[BRIEF]: Everything in the data below is to be reproduced without any deviation.

--- PROVIDED RECORDS Enclosed Below ---

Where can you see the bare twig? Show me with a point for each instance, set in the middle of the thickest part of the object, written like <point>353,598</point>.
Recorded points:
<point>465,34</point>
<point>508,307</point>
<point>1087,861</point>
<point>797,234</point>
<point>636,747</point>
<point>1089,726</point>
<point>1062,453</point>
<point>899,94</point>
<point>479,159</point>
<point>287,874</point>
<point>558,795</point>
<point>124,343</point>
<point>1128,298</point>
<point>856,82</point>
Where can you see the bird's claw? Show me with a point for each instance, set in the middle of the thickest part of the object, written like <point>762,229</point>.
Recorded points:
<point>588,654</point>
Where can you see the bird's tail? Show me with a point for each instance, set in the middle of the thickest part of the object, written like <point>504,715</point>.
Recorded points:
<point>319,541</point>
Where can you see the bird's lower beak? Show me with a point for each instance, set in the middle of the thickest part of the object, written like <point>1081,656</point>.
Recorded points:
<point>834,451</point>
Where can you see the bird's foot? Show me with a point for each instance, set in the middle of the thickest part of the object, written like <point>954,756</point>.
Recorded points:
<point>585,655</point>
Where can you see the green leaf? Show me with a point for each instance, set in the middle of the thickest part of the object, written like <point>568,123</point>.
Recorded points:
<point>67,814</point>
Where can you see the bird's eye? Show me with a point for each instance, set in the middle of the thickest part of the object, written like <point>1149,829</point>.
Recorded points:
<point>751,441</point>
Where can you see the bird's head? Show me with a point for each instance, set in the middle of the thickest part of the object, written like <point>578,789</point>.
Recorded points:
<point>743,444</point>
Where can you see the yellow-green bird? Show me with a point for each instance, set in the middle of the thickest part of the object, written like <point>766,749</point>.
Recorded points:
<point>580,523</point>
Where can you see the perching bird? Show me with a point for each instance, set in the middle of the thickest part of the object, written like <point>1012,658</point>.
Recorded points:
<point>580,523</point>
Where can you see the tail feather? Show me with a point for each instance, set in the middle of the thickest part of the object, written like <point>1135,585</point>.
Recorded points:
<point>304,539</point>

--- End of Enclosed PROVIDED RECORDS ---

[YOUR SOLUTION]:
Where can you see the bare twig? Show me with a point for each instance, set in the middle of the thickest part of the object, written like <point>353,598</point>.
Recorded points:
<point>465,34</point>
<point>508,307</point>
<point>1087,861</point>
<point>797,234</point>
<point>636,747</point>
<point>1089,726</point>
<point>1062,453</point>
<point>899,94</point>
<point>479,159</point>
<point>287,874</point>
<point>558,795</point>
<point>124,343</point>
<point>1128,298</point>
<point>856,82</point>
Where can you see the bird's claw? Show me with a point for each instance, set in the middle of the thickest part of the object, written like <point>762,229</point>.
Recorded points:
<point>588,654</point>
Where can you see the bird's tail? Show me with a point for each instance, set in the middle of the thickest part of the object, written like <point>504,715</point>.
Recorded points:
<point>319,541</point>
Where can you see the bird's lower beak? Show me with a point for each instance, set in the middle of the thickest part of the object, written like <point>1081,656</point>.
Recorded points:
<point>834,451</point>
Where can you see the bird's foot? Show me with a point for each instance, set in the middle of the thickest part of the object, written like <point>954,756</point>.
Recorded points:
<point>585,655</point>
Where can you see the green leaf? Show me with a point for each instance, set in the middle of the thickest part of the object, written like <point>568,123</point>.
Recorded points:
<point>67,814</point>
Where can you see the bird's eye? Show me with a point for each instance, set in the middle of the thickest part of the object, written like <point>1149,829</point>.
Recorded points:
<point>751,441</point>
Where can you see the bird's head? Show me with a point for each instance, set in the middle of the thickest part of the object, written like <point>578,789</point>.
Recorded points:
<point>743,444</point>
Where can you see the yellow-green bird? Show me with a point for each instance, set in the middle of the thickest part of the object, written like <point>766,749</point>.
Recorded points:
<point>580,523</point>
Where can you see the perching bird? Show me with a point for each instance, set in the middle of the thickest part of the object, written like <point>1012,658</point>.
Recorded points:
<point>580,523</point>
Where can you see the tail feather? Show me with a point for each instance, set in the middle of the thickest part of the object, written like <point>1135,585</point>.
Recorded points:
<point>304,539</point>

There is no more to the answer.